__THE TASK__: Can you restate the records below word for word?

__MATERIAL TO PROCESS__:
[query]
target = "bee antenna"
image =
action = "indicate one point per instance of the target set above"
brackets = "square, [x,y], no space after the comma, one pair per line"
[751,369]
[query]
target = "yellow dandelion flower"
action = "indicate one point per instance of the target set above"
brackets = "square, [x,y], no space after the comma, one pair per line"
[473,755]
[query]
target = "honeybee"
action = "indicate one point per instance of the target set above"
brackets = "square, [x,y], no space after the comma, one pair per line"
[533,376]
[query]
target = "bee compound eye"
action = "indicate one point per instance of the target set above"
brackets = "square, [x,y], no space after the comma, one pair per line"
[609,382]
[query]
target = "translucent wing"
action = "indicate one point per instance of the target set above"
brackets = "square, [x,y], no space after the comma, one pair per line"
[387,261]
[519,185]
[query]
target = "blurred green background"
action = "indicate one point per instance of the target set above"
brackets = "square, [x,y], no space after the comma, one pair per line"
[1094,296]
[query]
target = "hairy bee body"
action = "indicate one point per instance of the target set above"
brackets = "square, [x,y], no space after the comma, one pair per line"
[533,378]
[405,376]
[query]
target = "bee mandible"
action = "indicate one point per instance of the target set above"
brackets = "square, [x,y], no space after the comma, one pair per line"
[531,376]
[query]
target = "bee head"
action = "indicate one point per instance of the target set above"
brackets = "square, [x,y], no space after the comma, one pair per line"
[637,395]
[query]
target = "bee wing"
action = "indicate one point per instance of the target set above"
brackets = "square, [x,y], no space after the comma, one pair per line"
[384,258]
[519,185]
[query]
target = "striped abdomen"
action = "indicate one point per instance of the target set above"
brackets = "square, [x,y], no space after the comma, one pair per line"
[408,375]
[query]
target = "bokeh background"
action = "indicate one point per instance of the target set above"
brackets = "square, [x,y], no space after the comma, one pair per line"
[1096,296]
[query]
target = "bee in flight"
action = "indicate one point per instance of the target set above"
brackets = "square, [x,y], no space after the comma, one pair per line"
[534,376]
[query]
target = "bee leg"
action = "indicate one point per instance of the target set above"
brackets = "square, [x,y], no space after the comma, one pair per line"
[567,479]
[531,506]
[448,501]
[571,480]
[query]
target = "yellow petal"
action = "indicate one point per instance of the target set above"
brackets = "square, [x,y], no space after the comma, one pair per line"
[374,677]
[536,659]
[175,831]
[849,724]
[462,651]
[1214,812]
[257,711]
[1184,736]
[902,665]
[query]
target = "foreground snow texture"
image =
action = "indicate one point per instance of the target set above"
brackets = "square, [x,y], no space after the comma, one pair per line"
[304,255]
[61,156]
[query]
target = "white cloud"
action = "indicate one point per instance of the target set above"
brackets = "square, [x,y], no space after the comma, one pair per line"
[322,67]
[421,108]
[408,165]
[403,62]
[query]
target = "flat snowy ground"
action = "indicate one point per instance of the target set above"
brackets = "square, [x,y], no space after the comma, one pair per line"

__THE RESULT__:
[query]
target = "bee antenna"
image =
action = "indicate one point per instance of the target set above"
brackets = "square, [x,y], no space after the comma, one pair per line"
[751,369]
[query]
target = "yellow dandelion flower"
action = "indicate one point per instance of the target set above"
brackets = "square, [x,y], no space after the comma, one pair per line"
[473,755]
[query]
target = "honeybee"
action = "indicate one point per instance of the target set above"
brackets = "square, [x,y], no space after the comma, one pair per line"
[533,376]
[query]
target = "bee compound eye"
action = "indicate one point per instance of the target set above"
brackets = "square, [x,y], no space after the comma, one pair per line"
[609,382]
[query]
target = "translucent wing"
action = "indicate one point per instance of the target set above"
brackets = "square, [x,y], no space after the comma, one pair per line"
[387,261]
[519,185]
[query]
target = "blurred green background"
action = "indicate one point per instance of the target set above"
brackets = "square, [x,y], no space after the comma, one pair per line"
[1094,296]
[query]
target = "hairy bee body"
action = "indicate one point per instance of the target set above"
brackets = "square, [x,y], no space after the comma, one pair per line"
[533,378]
[405,376]
[query]
target = "bee mandible"
action = "indicate one point per instance of the target set above"
brackets = "square, [x,y], no space after the comma, one pair per line"
[531,376]
[query]
target = "bee head"
action = "indicate one point per instance of the target set above"
brackets = "square, [x,y], no space after the comma, one pair per line"
[637,395]
[query]
target = "bee wing"
action = "indicate one point per instance of the target set above"
brackets = "square, [x,y], no space after the comma, one pair per line"
[384,258]
[519,185]
[query]
target = "striped abdomen"
action = "indicate one point per instance of the target set above"
brackets = "square, [x,y], no space after the comma, one pair per line"
[408,375]
[query]
target = "bokeh background"
action = "indicate one point per instance of the target set above"
brackets = "square, [x,y], no space after the comma, one pair per line"
[1096,296]
[query]
target = "bee in flight"
action = "indicate one point per instance of the target set above"
brackets = "square, [x,y], no space after the comma, one pair per line"
[534,376]
[query]
target = "bee leg"
action = "indicate one point per instance of the target set above"
brackets = "square, [x,y], no space after the comma, one pair per line"
[567,479]
[531,506]
[448,501]
[571,480]
[query]
target = "yellow petal"
action = "indicate one point per instance of the target set above"
brackets = "square, [x,y], no space after the comma, one pair per line"
[374,677]
[536,659]
[175,831]
[849,724]
[462,651]
[1214,812]
[257,711]
[1184,736]
[902,665]
[query]
target = "foreground snow texture"
image =
action = "indicate one point per instance of the target set above"
brackets = "square, [x,y], no space after the comma, one pair per line"
[304,255]
[61,156]
[query]
target = "white cloud"
action = "indicate one point per instance of the target set above"
brackets = "square, [x,y], no space after the comma, one pair per line"
[322,67]
[421,108]
[408,165]
[403,62]
[query]
target = "flat snowy ground"
action = "indicate one point per instance of the target set above"
brackets = "square, [x,y], no space after the comma, one pair per line"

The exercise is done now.